数据条目
╭──

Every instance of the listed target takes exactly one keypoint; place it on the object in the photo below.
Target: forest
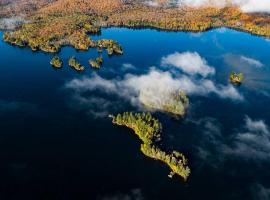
(51, 25)
(149, 129)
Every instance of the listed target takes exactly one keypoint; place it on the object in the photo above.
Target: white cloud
(128, 66)
(250, 142)
(251, 61)
(245, 5)
(128, 88)
(253, 142)
(189, 62)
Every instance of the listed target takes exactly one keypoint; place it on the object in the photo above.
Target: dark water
(57, 143)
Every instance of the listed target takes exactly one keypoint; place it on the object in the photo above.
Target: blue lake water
(56, 141)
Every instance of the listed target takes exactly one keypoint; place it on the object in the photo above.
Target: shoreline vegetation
(72, 62)
(148, 129)
(96, 63)
(63, 22)
(56, 62)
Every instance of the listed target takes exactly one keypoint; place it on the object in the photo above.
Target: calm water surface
(57, 143)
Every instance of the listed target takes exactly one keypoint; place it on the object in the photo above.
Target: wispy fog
(245, 5)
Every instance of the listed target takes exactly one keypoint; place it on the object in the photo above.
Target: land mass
(148, 129)
(53, 24)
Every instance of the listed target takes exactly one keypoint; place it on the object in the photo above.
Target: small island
(96, 63)
(174, 102)
(56, 62)
(111, 46)
(72, 62)
(236, 78)
(148, 129)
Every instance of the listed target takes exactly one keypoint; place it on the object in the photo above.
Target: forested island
(53, 24)
(56, 62)
(148, 129)
(72, 62)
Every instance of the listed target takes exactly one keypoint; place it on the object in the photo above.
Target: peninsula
(148, 129)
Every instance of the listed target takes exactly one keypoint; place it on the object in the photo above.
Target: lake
(57, 142)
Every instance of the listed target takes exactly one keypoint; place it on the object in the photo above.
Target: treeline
(149, 129)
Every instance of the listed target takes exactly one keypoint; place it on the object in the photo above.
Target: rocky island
(68, 22)
(72, 62)
(96, 63)
(148, 129)
(56, 62)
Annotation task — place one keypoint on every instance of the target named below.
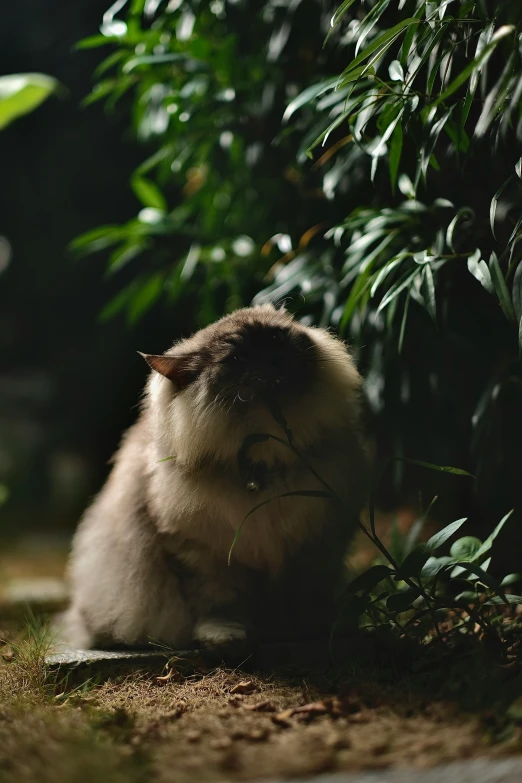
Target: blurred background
(191, 158)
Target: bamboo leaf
(443, 535)
(307, 96)
(479, 60)
(429, 292)
(369, 579)
(386, 38)
(479, 269)
(432, 466)
(517, 292)
(494, 203)
(297, 493)
(501, 290)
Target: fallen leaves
(245, 686)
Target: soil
(386, 706)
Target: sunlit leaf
(479, 60)
(494, 202)
(465, 548)
(386, 38)
(486, 545)
(479, 269)
(443, 535)
(307, 96)
(413, 563)
(401, 602)
(21, 93)
(501, 290)
(148, 192)
(369, 579)
(298, 493)
(431, 466)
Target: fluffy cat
(150, 558)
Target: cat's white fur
(192, 504)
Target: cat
(152, 560)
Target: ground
(382, 705)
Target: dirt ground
(383, 707)
(191, 724)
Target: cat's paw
(220, 633)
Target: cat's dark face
(256, 361)
(244, 359)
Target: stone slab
(36, 595)
(263, 657)
(508, 770)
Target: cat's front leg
(222, 598)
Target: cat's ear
(181, 370)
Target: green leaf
(443, 535)
(369, 22)
(413, 563)
(148, 192)
(336, 18)
(401, 602)
(465, 548)
(486, 546)
(402, 331)
(97, 239)
(467, 597)
(396, 71)
(497, 600)
(479, 269)
(369, 579)
(386, 38)
(439, 468)
(429, 292)
(483, 575)
(397, 288)
(297, 493)
(152, 59)
(395, 154)
(95, 41)
(308, 95)
(494, 203)
(434, 565)
(511, 579)
(517, 292)
(473, 66)
(21, 93)
(501, 290)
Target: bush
(374, 183)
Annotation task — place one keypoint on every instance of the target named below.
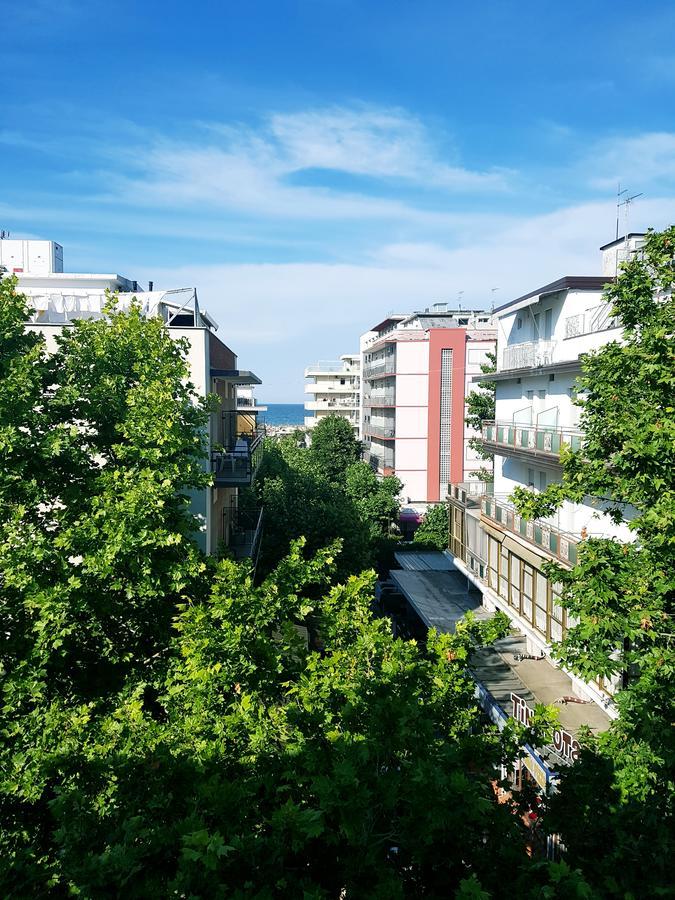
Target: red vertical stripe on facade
(445, 339)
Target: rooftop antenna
(626, 202)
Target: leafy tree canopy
(334, 447)
(433, 530)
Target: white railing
(527, 355)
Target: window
(515, 582)
(528, 591)
(548, 324)
(504, 575)
(493, 561)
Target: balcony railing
(537, 439)
(527, 355)
(380, 367)
(560, 544)
(243, 527)
(599, 318)
(469, 493)
(236, 464)
(380, 398)
(385, 431)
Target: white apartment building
(334, 390)
(58, 298)
(541, 337)
(417, 370)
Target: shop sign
(564, 744)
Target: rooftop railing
(526, 355)
(560, 544)
(538, 439)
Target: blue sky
(312, 165)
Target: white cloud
(278, 317)
(250, 171)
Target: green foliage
(480, 407)
(301, 498)
(433, 530)
(334, 447)
(614, 809)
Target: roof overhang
(236, 376)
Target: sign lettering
(564, 744)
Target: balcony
(598, 318)
(235, 464)
(330, 367)
(381, 399)
(469, 493)
(331, 388)
(243, 527)
(527, 355)
(559, 544)
(339, 403)
(387, 432)
(513, 439)
(380, 367)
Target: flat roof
(440, 597)
(238, 376)
(536, 681)
(566, 283)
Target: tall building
(58, 298)
(334, 390)
(541, 338)
(416, 372)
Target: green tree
(434, 528)
(619, 825)
(334, 447)
(480, 407)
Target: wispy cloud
(254, 170)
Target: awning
(439, 598)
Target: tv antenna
(626, 202)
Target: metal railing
(526, 355)
(380, 367)
(598, 318)
(379, 430)
(535, 438)
(242, 528)
(559, 544)
(469, 493)
(236, 463)
(380, 398)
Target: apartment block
(416, 372)
(542, 336)
(58, 298)
(334, 390)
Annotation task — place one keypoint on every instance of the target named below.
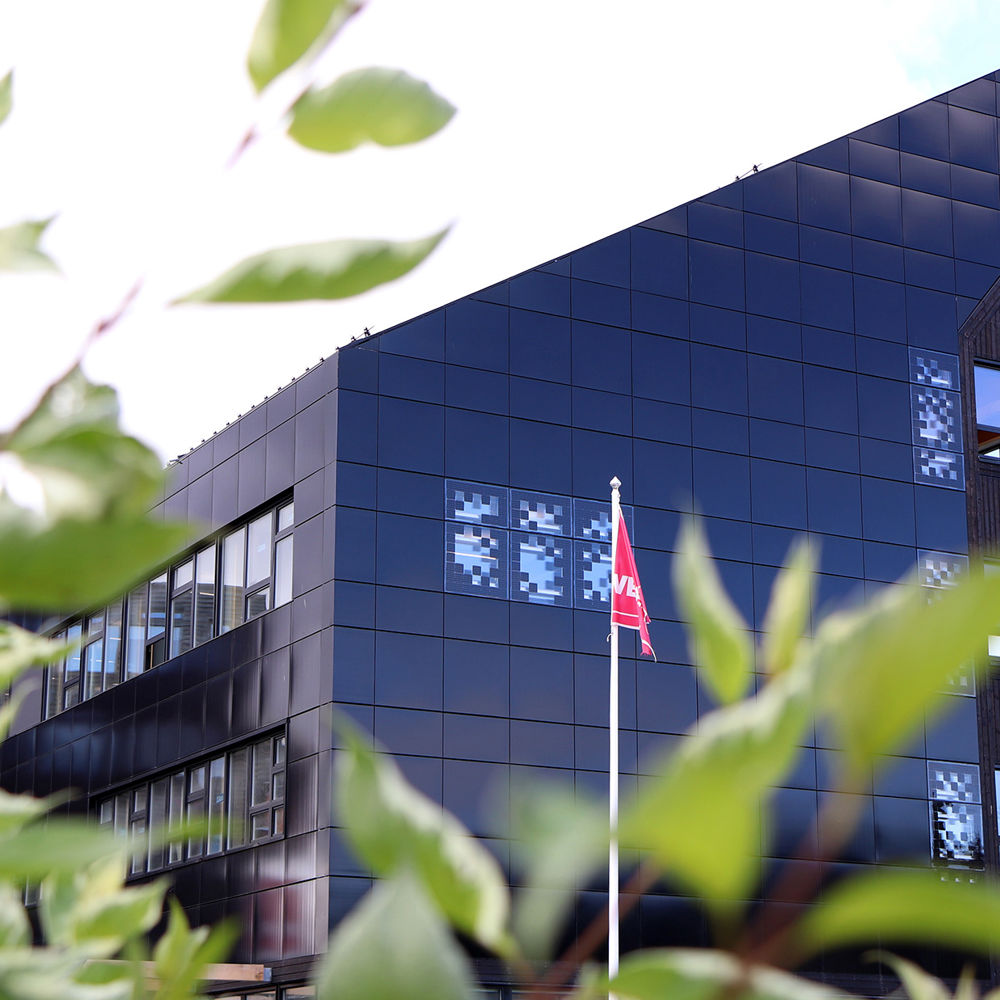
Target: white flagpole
(616, 514)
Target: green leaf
(703, 974)
(385, 106)
(701, 814)
(59, 847)
(392, 826)
(76, 564)
(287, 29)
(74, 492)
(919, 985)
(717, 634)
(906, 907)
(6, 95)
(788, 612)
(393, 944)
(15, 930)
(878, 670)
(181, 954)
(558, 838)
(334, 270)
(19, 250)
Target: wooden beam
(219, 972)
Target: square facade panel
(934, 369)
(939, 468)
(475, 560)
(541, 569)
(936, 418)
(474, 503)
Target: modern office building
(416, 531)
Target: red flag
(628, 606)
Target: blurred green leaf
(558, 838)
(385, 106)
(57, 847)
(19, 250)
(878, 670)
(286, 30)
(334, 270)
(74, 491)
(21, 649)
(906, 907)
(393, 945)
(701, 813)
(182, 953)
(919, 985)
(717, 635)
(6, 95)
(391, 826)
(788, 612)
(689, 974)
(15, 930)
(76, 563)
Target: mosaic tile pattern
(956, 833)
(962, 681)
(940, 371)
(948, 782)
(517, 544)
(940, 569)
(536, 512)
(939, 468)
(936, 418)
(476, 560)
(541, 569)
(475, 503)
(593, 574)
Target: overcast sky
(576, 119)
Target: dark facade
(782, 355)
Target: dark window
(988, 411)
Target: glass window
(112, 645)
(135, 642)
(283, 571)
(204, 596)
(238, 767)
(988, 411)
(233, 557)
(259, 550)
(216, 804)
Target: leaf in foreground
(701, 814)
(6, 95)
(19, 247)
(904, 907)
(393, 944)
(316, 271)
(393, 827)
(385, 106)
(718, 636)
(878, 670)
(689, 974)
(558, 836)
(286, 30)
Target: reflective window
(241, 793)
(988, 411)
(182, 607)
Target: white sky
(576, 119)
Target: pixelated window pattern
(956, 815)
(559, 548)
(936, 419)
(987, 379)
(937, 571)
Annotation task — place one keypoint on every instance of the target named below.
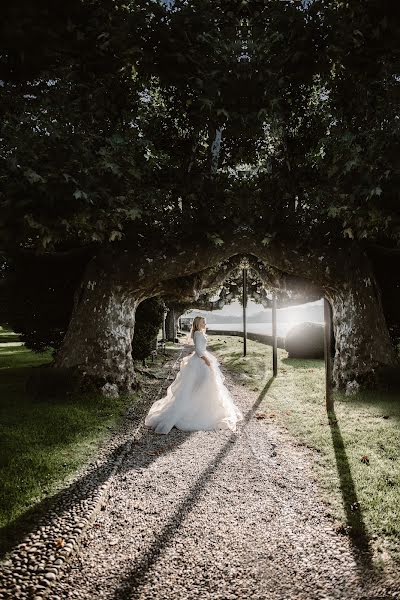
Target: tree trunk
(172, 321)
(170, 325)
(97, 346)
(363, 348)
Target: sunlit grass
(42, 441)
(363, 425)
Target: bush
(148, 321)
(305, 340)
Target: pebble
(189, 516)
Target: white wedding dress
(197, 399)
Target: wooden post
(244, 311)
(328, 357)
(274, 338)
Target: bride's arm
(200, 346)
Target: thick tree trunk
(170, 325)
(363, 349)
(97, 346)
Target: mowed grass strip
(42, 442)
(356, 449)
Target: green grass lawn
(364, 497)
(42, 442)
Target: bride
(197, 399)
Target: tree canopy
(125, 121)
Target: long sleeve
(200, 343)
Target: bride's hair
(196, 325)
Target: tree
(149, 317)
(190, 134)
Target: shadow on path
(131, 586)
(82, 489)
(356, 528)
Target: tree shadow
(304, 363)
(131, 586)
(355, 527)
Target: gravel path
(216, 515)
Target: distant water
(265, 328)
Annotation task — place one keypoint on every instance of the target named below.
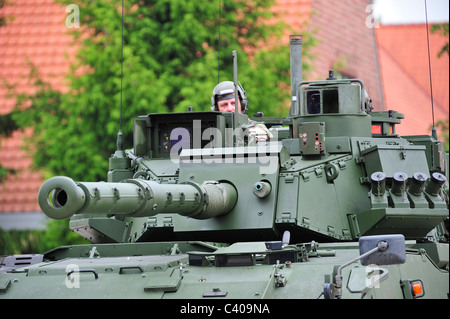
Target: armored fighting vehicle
(335, 204)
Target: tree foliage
(170, 61)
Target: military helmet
(225, 90)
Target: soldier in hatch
(223, 100)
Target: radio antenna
(218, 51)
(433, 130)
(119, 135)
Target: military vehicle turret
(334, 205)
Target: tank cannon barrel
(60, 197)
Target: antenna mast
(433, 130)
(119, 135)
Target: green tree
(169, 62)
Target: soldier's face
(228, 105)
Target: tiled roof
(35, 32)
(403, 55)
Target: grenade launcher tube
(60, 197)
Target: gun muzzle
(60, 197)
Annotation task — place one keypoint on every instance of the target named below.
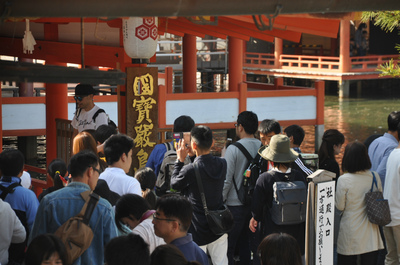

╰──

_任务_: 把材料中从含有“Target: antenna mast”的那一行起、到材料末尾为止的各行（首尾都算）输出为 Markdown 表格，两列分别为“序号”和“内容”，跳过空行。图片不要放进去。

_例题解答_:
| 序号 | 内容 |
|---|---|
| 1 | Target: antenna mast |
| 2 | (433, 130) |
| 3 | (119, 135) |
| 4 | Target: green tree |
| 5 | (169, 62) |
| 6 | Target: soldier's face |
| 7 | (228, 105) |
| 8 | Target: tiled roof |
| 9 | (35, 32) |
| 10 | (403, 55) |
| 11 | Target: grenade launcher tube |
| 12 | (60, 197) |
| 13 | Target: gun muzzle |
| 14 | (60, 197) |
| 15 | Annotation task — place one keypoint on every instance of the target named below. |